'A very bad four years': 'Muslim ban' spurred hate but inspired activism in NJ
First Muslim woman to become Mayor in the US Sadaf Jaffer of Montgomery Twp, NJ talks about the challenges she faced. NorthJersey.com
When President Joe Biden repealed the “Muslim ban” on his first day in office, many celebrated the end of a policy that had divided families, derailed visas and uprooted lives.
The reality, however, is that the xenophobic sentiment that many saw in the travel ban remains a raging problem in the United States, according to Muslims in New Jersey. Hate speech, bullying and bias crimes have soared during the Trump era, while Muslims in public office have faced repeated slurs and threats.
Montgomery resident Sadaf Jaffer, who became America’s first female Muslim mayor in 2019, knows this firsthand. As mayor, she faced bigoted speech daily, with strangers accusing her of being part of a Muslim invasion and infiltrating the government to impose Islamic law.
Some of the comments were so threatening she called police. One Twitter user called for eradicating Muslims and for “illness and death plague [for] you and your family of pigs.” Another commenter wrote “over my dead red, white and blue body and with a gun in my dead hand” about her election.
“Hearing that stuff is very demoralizing,” said Jaffer, a researcher and lecturer at Princeton University who was born in Chicago. “Twitter was a cesspool, and I got some very inexplicably hostile emails. It was definitely disheartening, and it took a lot out of me.”

* Supplied information
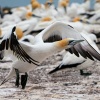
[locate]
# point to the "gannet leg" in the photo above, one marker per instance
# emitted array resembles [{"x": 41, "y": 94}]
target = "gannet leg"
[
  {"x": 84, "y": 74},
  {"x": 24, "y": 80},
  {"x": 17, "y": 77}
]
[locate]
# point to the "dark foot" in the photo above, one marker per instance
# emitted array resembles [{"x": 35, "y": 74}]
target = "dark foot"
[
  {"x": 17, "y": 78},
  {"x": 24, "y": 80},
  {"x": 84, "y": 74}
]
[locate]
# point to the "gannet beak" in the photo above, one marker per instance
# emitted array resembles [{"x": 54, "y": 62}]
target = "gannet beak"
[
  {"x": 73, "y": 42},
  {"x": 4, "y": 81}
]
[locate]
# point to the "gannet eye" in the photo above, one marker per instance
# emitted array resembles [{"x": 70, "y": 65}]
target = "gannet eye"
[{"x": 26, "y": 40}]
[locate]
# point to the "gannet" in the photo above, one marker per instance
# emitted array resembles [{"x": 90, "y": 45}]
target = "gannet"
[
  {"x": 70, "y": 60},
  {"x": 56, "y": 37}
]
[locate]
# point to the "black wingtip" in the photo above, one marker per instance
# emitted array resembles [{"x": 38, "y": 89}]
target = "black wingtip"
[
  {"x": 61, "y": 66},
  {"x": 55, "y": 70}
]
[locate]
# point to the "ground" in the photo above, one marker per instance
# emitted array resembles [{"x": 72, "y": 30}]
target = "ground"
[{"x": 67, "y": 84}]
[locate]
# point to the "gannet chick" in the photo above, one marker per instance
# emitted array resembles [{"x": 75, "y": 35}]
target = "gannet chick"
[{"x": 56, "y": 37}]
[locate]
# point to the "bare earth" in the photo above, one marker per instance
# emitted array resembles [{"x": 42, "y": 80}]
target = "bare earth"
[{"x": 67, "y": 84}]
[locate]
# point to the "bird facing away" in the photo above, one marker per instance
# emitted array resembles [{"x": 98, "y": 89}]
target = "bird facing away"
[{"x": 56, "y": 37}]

* Written instruction 1
In the article on the "Muslim ban," why did Sadaf Jaffer call police? Answer in one to three sentences.
* Written instruction 2
Retype part of the article on the "Muslim ban" word for word. Begin at the words "The reality, however, is" and stop after "slurs and threats.".
The records come from a different source than the article.

* Full output 1
Jaffer called police because some of the comments directed at her were so threatening. One Twitter user called for eradicating Muslims and wished "illness and death plague [for] you and your family of pigs," and another wrote "over my dead red, white and blue body and with a gun in my dead hand" about her election.

* Full output 2
The reality, however, is that the xenophobic sentiment that many saw in the travel ban remains a raging problem in the United States, according to Muslims in New Jersey. Hate speech, bullying and bias crimes have soared during the Trump era, while Muslims in public office have faced repeated slurs and threats.